> **WRITTEN REQUEST A**
In the passage about lions in the Ruaha, how long is the escape that the narrator and Ant are taking?
> **WRITTEN REQUEST B**
Extend the passage about lions in the Ruaha, picking up right after its final sentence.

** Begin SOURCE DOCUMENT **

‘Will I be eaten by a lion?’ I ask the ranger on the gate.
He stops writing in his register, a big book daubed with dirty fingerprints, biro poised.

‘Will I?’ I persist, ‘I’ve heard that three people have been eaten here recently’.
After a pause, he snorts, ‘that’s not true’.
Rumour has it … I persist … ‘no’, he asserts emphatically, ‘nobody has been eaten in this park’.
I grew up in man-eating country. Big maned, big teethed, long clawed man-eaters. Of the carnivorously feline kind as opposed to the sort that prey on other people’s husbands. I was raised on thrilling bedtime tales of the demise of Captain Charles Ryall who, during the building of the East African Railway, was plucked from his bed one night when one of the lions who’d been busily picking off the Indian coolies working on the line which ran through what became our farm, managed to slide Ryall’s carriage door open and, standing on the stomach of the terrified Italian in the bottom bunk, dragged him from the top. His scant remains were found the next morning. I demanded my mother repeat that story night after night, partly for the electric thrill which it sent down my spine so that the hairs on the back of my neck prickled, but mostly for the delicious expression on my little brother’s face: blanched with fear.

As cattle ranchers, lions were a perpetual occupational menace: my father was frequently obliged to spend the night curled uncomfortably into the cab of his pickup, rifle across his knee, coffee at his side, cigarette lit, waiting to see if he could put an end to the herd-executing-exercise that a pride had embarked upon. Dad didn’t enjoy lion hunts: he didn’t like killing anything. But he didn’t like not being able to pay his bills either. I listened to him grumble as he pulled a rare sweater on, gather up his cartridge belt and collect his thermos of coffee and the bar of chocolate Mum would have set aside and I didn’t understand what all the fuss was about: to stay up all night and eat Dairy Milk would have been infinitely more exciting than cocoa and a bedtime story at home with your little brother. Even when that story did conjure up big cats with big teeth that made your younger siblings eyes grow wide with fear.
But age has delivered that inevitable sense of one’s own mortality, and tempered my juvenile frisson at stories about the fate of the likes of Ryall; the proximity of man-eaters is less thrilling now. I’m relieved to hear that the lions in the Ruaha have not developed a penchant for human flesh.

We are here, Ant and I, for a two day escape from the cold, corporate world we usually inhabit, where Health and Safety reign supreme, Big Brother snatching away the last vestiges of Common Sense. We are here to enjoy the sun and throw caution to the wind (except that I will sleep with my tent firmly zipped up … and a campfire burning all night, I tell Ant, … and, I add anxiously, I’ll feel better if you park the car very, very close …)

** End SOURCE DOCUMENT **
** Begin MATERIAL **

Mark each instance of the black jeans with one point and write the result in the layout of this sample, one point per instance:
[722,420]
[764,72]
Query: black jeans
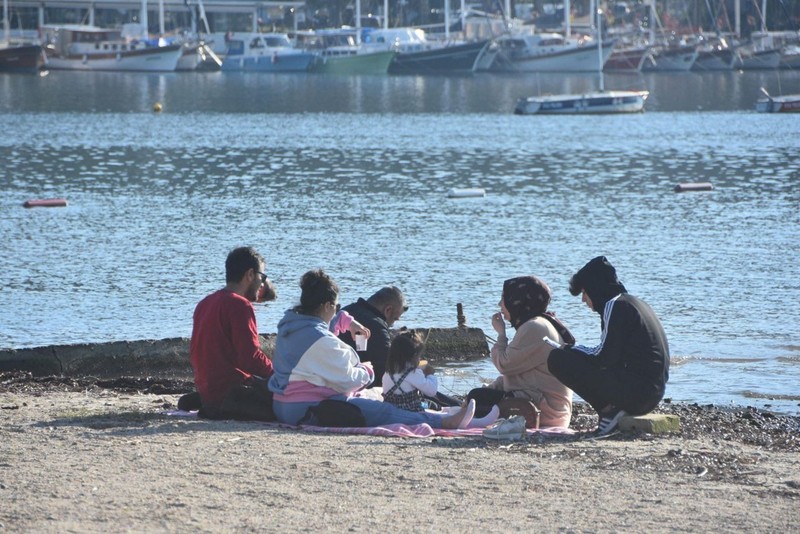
[603,387]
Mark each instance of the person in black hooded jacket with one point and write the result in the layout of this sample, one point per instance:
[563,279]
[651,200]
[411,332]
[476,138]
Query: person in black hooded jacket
[628,371]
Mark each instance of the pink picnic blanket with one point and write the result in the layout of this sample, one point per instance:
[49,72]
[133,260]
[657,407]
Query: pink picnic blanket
[396,430]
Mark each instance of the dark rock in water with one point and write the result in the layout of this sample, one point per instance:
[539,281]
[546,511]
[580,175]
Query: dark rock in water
[169,358]
[454,344]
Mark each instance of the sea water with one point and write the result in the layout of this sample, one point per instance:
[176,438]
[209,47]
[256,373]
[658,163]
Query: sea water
[351,174]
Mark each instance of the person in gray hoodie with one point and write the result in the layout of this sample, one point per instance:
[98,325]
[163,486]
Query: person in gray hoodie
[628,371]
[312,365]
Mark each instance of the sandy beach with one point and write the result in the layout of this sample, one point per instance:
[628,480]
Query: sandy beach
[76,456]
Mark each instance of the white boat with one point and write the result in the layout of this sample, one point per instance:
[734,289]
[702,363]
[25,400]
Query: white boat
[83,47]
[778,104]
[549,52]
[714,54]
[671,57]
[264,52]
[342,51]
[760,52]
[198,56]
[416,54]
[18,55]
[597,102]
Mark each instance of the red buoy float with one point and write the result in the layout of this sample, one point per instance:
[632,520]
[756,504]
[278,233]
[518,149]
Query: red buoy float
[45,203]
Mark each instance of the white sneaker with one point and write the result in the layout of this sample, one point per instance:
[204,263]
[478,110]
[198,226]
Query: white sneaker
[511,428]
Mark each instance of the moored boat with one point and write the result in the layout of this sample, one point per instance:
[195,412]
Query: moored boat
[416,54]
[83,47]
[627,59]
[341,51]
[264,52]
[679,58]
[714,55]
[549,52]
[25,58]
[598,102]
[778,104]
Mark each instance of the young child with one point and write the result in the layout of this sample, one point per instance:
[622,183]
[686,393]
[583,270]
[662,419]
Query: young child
[404,383]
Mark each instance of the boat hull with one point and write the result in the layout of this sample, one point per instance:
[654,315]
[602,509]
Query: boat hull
[24,58]
[367,63]
[672,60]
[765,59]
[608,102]
[626,60]
[715,60]
[577,59]
[779,104]
[161,59]
[448,59]
[278,62]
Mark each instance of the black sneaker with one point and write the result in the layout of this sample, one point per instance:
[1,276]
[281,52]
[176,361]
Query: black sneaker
[609,421]
[190,402]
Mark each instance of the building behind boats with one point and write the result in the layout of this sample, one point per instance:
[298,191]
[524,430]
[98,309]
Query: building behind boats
[212,18]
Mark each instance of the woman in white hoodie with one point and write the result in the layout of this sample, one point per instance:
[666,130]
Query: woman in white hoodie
[311,365]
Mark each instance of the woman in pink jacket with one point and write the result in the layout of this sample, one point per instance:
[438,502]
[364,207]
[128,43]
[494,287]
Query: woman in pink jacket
[522,362]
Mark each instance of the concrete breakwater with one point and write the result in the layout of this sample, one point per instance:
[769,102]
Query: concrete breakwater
[169,358]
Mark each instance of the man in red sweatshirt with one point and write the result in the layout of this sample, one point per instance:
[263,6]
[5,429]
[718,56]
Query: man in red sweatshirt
[230,369]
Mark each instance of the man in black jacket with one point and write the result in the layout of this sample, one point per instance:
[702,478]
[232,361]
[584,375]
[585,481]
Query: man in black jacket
[628,371]
[378,313]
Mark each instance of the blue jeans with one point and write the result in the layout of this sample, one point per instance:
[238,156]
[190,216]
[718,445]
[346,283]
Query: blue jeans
[376,413]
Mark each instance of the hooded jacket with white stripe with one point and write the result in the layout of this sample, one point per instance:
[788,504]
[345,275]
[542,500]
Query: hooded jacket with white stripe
[632,336]
[311,364]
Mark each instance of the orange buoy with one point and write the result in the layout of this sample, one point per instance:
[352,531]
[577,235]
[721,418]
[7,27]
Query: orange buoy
[45,203]
[696,186]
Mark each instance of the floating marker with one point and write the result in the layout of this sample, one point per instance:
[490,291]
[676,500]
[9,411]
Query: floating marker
[45,203]
[467,192]
[695,186]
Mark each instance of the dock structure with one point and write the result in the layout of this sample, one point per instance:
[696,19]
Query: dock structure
[211,18]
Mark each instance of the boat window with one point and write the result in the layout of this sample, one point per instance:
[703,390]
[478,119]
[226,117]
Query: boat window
[551,42]
[277,41]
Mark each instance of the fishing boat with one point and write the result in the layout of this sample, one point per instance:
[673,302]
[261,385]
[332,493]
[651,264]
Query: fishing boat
[416,54]
[85,47]
[342,51]
[628,59]
[671,57]
[597,102]
[778,104]
[16,56]
[264,52]
[714,54]
[549,52]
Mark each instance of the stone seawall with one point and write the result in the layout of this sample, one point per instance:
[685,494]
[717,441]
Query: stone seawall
[169,358]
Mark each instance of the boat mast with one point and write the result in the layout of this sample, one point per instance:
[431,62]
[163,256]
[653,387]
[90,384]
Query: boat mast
[447,20]
[143,18]
[599,34]
[6,24]
[358,22]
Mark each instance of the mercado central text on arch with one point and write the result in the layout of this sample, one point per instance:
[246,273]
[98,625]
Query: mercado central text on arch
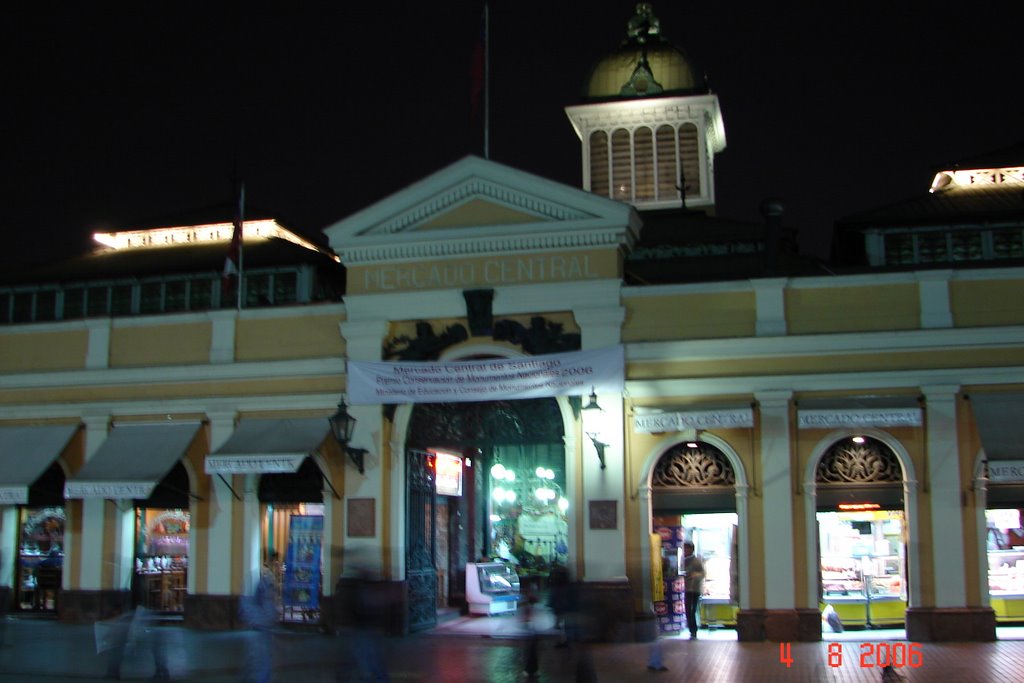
[499,270]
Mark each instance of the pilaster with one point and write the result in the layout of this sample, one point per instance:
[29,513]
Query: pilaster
[934,292]
[945,492]
[776,492]
[221,509]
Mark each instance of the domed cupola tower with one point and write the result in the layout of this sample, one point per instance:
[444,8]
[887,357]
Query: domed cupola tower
[649,126]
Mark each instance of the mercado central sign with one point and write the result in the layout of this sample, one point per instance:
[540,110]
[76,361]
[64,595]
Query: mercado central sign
[571,374]
[496,270]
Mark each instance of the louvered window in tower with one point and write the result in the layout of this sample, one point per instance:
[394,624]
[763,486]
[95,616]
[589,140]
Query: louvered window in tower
[689,155]
[643,155]
[668,175]
[622,166]
[599,163]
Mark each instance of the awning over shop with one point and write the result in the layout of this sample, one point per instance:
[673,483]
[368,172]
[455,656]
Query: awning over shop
[270,445]
[132,461]
[25,455]
[1000,424]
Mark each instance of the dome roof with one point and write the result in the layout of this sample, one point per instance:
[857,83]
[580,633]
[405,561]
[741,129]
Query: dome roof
[645,65]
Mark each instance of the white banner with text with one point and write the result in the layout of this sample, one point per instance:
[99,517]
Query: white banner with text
[571,374]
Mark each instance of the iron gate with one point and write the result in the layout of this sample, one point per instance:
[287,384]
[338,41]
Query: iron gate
[421,574]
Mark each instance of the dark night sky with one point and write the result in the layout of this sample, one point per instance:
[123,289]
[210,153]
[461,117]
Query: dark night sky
[128,114]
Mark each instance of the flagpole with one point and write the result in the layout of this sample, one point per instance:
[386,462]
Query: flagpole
[486,81]
[242,236]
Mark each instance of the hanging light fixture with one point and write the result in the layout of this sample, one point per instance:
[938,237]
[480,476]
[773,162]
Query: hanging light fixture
[342,427]
[598,445]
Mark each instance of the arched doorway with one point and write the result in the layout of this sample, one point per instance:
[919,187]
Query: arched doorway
[163,524]
[861,531]
[292,538]
[693,499]
[513,506]
[41,543]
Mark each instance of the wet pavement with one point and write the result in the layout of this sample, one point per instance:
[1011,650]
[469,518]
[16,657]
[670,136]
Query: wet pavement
[45,650]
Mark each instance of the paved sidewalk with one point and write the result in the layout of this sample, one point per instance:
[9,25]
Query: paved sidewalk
[51,652]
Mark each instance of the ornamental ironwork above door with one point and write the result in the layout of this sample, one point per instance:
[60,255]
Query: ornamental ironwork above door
[690,467]
[870,462]
[479,424]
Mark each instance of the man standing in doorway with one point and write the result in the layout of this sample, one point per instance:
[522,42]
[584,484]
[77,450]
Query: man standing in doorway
[692,571]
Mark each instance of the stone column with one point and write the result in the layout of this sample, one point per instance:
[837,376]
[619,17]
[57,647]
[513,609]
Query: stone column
[364,340]
[603,501]
[950,617]
[217,605]
[780,621]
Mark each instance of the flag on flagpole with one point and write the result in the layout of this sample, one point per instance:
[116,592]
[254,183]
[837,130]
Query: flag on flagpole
[479,76]
[232,263]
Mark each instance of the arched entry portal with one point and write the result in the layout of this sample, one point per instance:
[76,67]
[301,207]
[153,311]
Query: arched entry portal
[41,543]
[513,504]
[693,499]
[860,491]
[292,538]
[163,523]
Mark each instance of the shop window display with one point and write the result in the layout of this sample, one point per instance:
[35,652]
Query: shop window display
[1006,563]
[862,566]
[714,537]
[527,509]
[161,558]
[40,558]
[293,553]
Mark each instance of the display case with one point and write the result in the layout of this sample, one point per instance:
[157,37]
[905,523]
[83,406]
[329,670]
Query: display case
[492,588]
[865,592]
[1006,584]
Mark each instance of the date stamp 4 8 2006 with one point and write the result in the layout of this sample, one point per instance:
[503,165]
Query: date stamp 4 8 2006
[881,654]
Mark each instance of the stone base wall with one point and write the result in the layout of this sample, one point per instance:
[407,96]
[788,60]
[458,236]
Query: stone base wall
[78,606]
[780,626]
[212,612]
[932,625]
[607,608]
[391,596]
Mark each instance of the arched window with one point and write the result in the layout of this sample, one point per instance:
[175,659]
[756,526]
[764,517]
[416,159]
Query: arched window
[643,155]
[668,175]
[599,163]
[689,156]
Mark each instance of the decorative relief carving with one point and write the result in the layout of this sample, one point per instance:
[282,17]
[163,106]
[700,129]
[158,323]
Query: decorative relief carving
[870,462]
[686,467]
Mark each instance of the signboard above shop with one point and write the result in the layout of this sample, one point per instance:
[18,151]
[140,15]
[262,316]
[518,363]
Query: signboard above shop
[670,422]
[882,417]
[448,473]
[1006,471]
[570,374]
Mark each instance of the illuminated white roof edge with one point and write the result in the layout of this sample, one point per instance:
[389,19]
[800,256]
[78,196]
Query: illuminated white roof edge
[186,235]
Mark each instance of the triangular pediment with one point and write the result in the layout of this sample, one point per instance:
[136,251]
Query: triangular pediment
[477,206]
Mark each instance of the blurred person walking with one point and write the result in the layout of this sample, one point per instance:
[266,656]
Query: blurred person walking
[693,573]
[259,611]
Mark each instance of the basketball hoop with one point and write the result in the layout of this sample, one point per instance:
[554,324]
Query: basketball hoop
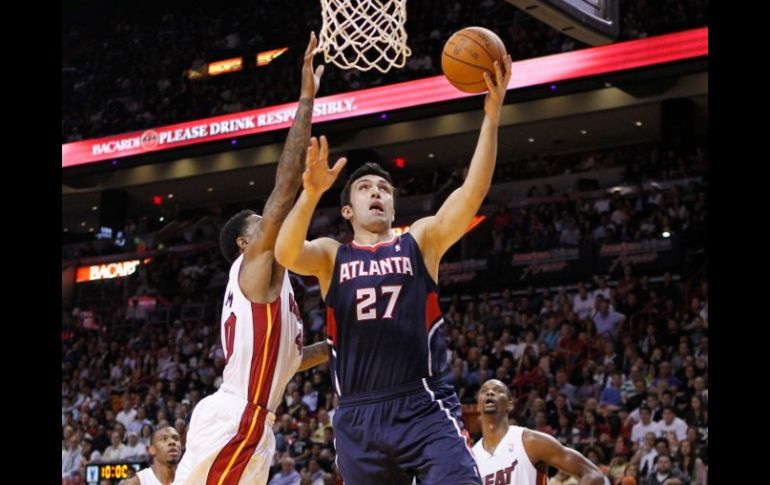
[364,34]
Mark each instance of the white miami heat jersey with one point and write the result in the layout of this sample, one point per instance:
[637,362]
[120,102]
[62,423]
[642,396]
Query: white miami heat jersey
[262,343]
[509,464]
[147,477]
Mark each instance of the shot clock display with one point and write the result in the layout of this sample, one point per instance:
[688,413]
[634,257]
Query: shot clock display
[112,472]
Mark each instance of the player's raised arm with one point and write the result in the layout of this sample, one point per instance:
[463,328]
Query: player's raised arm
[291,249]
[436,234]
[290,163]
[544,448]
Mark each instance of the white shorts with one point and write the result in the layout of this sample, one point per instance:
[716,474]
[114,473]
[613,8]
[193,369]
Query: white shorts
[229,442]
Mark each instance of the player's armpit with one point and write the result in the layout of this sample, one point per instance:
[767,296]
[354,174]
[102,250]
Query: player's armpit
[313,355]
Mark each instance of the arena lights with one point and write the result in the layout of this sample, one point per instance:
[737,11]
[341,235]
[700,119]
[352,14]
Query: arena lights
[266,57]
[379,101]
[223,67]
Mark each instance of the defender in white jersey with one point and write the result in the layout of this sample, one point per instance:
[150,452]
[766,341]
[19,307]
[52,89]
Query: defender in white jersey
[165,449]
[230,440]
[509,455]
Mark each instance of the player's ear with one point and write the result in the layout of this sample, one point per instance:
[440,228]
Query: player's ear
[242,242]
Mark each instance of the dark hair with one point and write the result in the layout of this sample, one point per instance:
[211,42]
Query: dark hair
[231,231]
[369,168]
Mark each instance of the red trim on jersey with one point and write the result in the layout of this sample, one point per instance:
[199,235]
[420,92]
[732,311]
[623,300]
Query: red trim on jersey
[226,453]
[432,310]
[272,356]
[259,313]
[331,325]
[374,247]
[259,326]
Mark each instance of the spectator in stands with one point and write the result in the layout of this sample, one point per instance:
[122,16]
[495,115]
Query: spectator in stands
[666,474]
[114,452]
[607,321]
[72,457]
[672,424]
[288,474]
[643,428]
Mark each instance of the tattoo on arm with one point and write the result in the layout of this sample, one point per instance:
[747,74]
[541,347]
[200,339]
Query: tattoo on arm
[313,355]
[288,178]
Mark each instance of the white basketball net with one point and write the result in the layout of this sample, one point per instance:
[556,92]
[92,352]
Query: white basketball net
[364,34]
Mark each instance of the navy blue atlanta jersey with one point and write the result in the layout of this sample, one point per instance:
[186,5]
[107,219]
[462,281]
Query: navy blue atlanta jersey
[383,318]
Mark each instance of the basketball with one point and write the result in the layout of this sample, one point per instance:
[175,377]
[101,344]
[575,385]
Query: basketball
[467,54]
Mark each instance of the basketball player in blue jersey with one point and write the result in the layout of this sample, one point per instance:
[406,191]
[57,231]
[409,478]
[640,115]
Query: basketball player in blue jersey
[398,419]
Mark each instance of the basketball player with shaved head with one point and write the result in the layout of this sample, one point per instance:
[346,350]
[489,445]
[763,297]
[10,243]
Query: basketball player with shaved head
[165,450]
[230,440]
[511,455]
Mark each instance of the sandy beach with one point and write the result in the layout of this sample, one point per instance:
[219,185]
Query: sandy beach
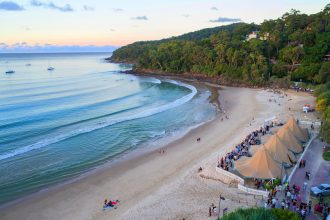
[168,186]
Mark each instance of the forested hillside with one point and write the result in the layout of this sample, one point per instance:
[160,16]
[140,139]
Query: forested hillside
[295,47]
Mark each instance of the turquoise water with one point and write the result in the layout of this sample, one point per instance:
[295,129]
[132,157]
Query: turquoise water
[58,124]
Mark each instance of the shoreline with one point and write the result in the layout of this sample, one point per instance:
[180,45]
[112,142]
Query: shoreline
[152,185]
[134,154]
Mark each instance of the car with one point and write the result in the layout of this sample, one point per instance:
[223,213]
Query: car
[321,190]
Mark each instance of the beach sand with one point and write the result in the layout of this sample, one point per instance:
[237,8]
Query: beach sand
[168,186]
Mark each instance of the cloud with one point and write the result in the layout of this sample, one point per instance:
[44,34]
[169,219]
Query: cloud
[51,5]
[224,19]
[140,18]
[10,6]
[23,47]
[118,9]
[88,8]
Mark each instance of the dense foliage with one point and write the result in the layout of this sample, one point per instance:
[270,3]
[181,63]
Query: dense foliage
[323,105]
[290,48]
[261,214]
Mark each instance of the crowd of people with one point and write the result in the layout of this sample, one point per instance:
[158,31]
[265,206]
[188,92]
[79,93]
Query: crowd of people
[110,204]
[293,202]
[242,149]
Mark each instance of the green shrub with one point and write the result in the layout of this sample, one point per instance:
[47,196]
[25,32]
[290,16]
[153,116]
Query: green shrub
[261,214]
[284,214]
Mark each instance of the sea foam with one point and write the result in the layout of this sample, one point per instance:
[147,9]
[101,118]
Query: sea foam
[106,123]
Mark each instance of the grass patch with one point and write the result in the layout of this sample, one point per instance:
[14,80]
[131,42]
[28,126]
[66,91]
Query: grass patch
[261,214]
[326,155]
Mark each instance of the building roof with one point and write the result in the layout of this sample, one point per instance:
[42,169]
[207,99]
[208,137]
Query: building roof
[261,165]
[279,151]
[287,137]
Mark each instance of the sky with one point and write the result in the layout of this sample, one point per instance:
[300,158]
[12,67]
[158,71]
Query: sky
[104,24]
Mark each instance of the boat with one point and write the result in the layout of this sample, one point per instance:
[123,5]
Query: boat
[9,70]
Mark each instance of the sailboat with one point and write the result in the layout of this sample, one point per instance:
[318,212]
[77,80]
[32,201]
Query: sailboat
[9,71]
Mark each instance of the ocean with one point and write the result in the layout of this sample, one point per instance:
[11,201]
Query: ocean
[57,125]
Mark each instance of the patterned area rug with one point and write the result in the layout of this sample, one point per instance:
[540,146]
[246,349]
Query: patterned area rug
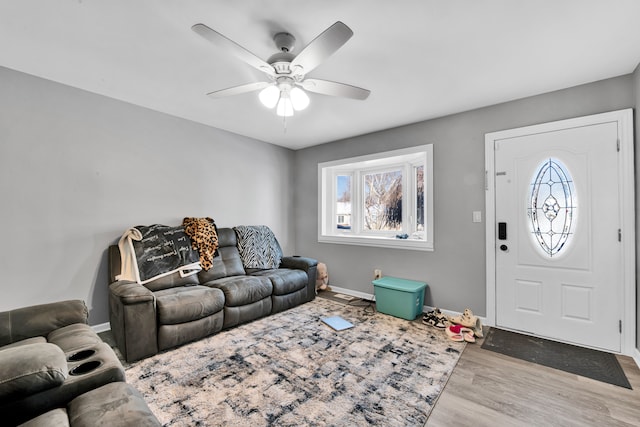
[290,369]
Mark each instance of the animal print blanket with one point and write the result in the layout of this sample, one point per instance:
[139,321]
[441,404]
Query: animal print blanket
[258,246]
[204,238]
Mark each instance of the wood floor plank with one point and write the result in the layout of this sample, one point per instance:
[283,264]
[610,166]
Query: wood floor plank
[491,389]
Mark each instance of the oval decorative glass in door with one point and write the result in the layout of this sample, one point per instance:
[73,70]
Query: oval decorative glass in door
[552,207]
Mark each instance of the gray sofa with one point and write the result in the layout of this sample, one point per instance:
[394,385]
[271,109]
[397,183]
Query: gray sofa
[55,370]
[174,310]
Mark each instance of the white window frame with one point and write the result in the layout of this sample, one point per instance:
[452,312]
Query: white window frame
[356,167]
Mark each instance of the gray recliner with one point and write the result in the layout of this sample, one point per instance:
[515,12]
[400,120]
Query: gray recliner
[50,358]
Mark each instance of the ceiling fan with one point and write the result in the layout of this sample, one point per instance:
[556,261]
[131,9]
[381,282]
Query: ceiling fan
[287,72]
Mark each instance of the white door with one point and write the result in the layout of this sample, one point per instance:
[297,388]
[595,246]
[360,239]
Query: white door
[558,242]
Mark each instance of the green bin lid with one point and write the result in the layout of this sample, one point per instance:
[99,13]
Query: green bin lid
[399,284]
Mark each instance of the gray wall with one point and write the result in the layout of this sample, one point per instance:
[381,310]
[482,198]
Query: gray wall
[77,169]
[636,91]
[455,271]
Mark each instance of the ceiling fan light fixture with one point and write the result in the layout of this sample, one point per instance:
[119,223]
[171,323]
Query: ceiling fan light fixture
[299,99]
[269,96]
[285,106]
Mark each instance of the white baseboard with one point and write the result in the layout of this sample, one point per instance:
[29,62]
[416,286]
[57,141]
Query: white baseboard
[368,297]
[102,327]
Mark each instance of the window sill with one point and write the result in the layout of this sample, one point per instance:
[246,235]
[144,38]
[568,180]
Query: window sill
[379,242]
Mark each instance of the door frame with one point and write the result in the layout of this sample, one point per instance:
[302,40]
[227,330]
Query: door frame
[624,120]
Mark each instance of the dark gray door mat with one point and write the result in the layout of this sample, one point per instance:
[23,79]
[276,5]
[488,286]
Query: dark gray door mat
[594,364]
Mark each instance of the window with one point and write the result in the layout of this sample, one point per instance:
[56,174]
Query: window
[384,199]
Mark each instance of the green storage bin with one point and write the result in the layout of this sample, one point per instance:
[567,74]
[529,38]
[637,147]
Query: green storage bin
[399,297]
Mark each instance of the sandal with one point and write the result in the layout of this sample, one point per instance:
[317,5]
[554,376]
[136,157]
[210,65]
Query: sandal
[454,333]
[465,333]
[466,319]
[435,318]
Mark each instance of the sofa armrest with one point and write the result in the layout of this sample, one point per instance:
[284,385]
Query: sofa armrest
[309,265]
[30,369]
[40,320]
[132,315]
[299,263]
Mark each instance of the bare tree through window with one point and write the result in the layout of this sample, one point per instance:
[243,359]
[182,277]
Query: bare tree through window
[383,201]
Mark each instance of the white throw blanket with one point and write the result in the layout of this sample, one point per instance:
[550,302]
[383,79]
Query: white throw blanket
[148,253]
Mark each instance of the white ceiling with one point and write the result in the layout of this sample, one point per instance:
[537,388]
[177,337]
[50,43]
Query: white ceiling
[421,59]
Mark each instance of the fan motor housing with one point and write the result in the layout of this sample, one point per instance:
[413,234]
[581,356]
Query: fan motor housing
[284,42]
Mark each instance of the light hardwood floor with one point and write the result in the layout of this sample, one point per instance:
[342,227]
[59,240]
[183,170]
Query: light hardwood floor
[490,389]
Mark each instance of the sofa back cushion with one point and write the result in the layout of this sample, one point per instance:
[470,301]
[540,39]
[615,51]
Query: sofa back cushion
[170,281]
[228,262]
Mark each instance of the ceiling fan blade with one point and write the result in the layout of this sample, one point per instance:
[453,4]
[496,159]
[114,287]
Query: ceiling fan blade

** End MATERIAL **

> **WRITTEN ANSWER A**
Two days.

> **WRITTEN ANSWER B**
The Ruaha is Tanzania’s biggest national park. Gazetted in 1910 by the Germans as Saba Game Reserve, it became the Rungwa in 1946 when the Brits were in charge and thirty years later was renamed the Ruaha, after the Great Ruaha River which forms an eastern boundary; Ruvaha in the local Hehe dialect means ‘river’. The park is over 20 000 square kilometers and it feels it. It’s a vast sprawling space where views are long and lean and spare, unfettered by much except distant hills which carve soft curves into the horizon and baobabs which punctuate sharp profiles against evening light.
It’s October and the park is toastdry. The air is veiled with dust so that those far away hills look even further, ethereal, as ghosts, their outlines smudged. When the rain comes, in December, it will rinse the atmosphere clear and the hills will draw closer overnight, their shapes suddenly more sharply drawn. And when the rain falls, the Great Ruaha will become Great again, will fill to the brim its banks, which seem implausibly wide now, a quarter of a kilometer sporting just a trickle. The other arteries that sustain the park – the Jongomero, the Mdonya, the Mwagusi – will all rise and swell and the game will fatten and the savannah will green.

But such fecundity is two months away still. Now the grass is baked to the colour of shortbread, the heat feels as if somebody left an oven door open, the shade is thin and animals hunker low and still.

The combretum seeds are as aged, faded confetti caught in desiccated boughs, the pepper seed pods are as hollow and as brittle and as light as pingpong balls and leaves silvered with thirst skitter from treetops with the faintest breeze, fragile and winged as butterflies.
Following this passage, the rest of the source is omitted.